*** Opening Supplied material ***

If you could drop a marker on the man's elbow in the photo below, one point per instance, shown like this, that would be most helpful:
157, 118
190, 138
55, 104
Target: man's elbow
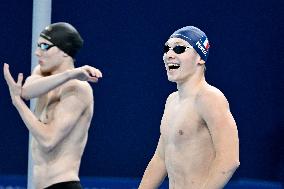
48, 145
24, 94
234, 164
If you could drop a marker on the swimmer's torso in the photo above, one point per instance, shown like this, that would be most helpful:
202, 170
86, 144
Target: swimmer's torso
63, 161
187, 144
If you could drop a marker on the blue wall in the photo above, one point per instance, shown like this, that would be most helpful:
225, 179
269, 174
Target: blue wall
124, 39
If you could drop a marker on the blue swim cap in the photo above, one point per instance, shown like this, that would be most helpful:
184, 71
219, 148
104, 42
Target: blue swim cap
196, 38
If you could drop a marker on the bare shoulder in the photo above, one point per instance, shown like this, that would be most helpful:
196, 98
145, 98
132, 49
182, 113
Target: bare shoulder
80, 89
172, 96
211, 98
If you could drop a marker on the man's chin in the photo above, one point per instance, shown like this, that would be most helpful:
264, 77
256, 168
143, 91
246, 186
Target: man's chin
171, 79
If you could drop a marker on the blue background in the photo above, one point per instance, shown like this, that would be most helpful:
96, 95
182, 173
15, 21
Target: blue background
124, 39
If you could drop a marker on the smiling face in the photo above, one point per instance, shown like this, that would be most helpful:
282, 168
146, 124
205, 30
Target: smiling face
49, 57
181, 60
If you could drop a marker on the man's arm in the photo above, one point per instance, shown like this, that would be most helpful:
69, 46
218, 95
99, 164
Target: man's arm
214, 108
66, 115
37, 84
156, 171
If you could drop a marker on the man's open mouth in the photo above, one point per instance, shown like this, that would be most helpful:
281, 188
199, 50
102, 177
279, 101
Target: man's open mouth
173, 66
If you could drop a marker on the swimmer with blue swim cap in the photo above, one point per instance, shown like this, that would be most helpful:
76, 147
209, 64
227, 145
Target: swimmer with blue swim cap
198, 146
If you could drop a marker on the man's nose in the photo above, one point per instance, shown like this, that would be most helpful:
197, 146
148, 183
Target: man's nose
38, 52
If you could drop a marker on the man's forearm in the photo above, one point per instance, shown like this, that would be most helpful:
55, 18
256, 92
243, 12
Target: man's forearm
154, 174
39, 131
43, 85
220, 174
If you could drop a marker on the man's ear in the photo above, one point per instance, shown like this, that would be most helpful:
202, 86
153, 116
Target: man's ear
200, 61
64, 54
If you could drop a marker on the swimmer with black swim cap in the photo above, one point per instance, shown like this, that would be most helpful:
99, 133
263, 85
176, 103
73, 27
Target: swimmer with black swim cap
64, 108
64, 36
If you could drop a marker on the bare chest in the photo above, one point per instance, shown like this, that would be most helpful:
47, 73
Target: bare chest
46, 105
181, 123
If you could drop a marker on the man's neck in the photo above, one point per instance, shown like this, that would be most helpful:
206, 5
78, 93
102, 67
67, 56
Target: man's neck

*** Closing Supplied material ***

**What you have to do:**
Say how many lines of the entries above hold the string "neck", and say nothing besides the number.

**Answer below:**
2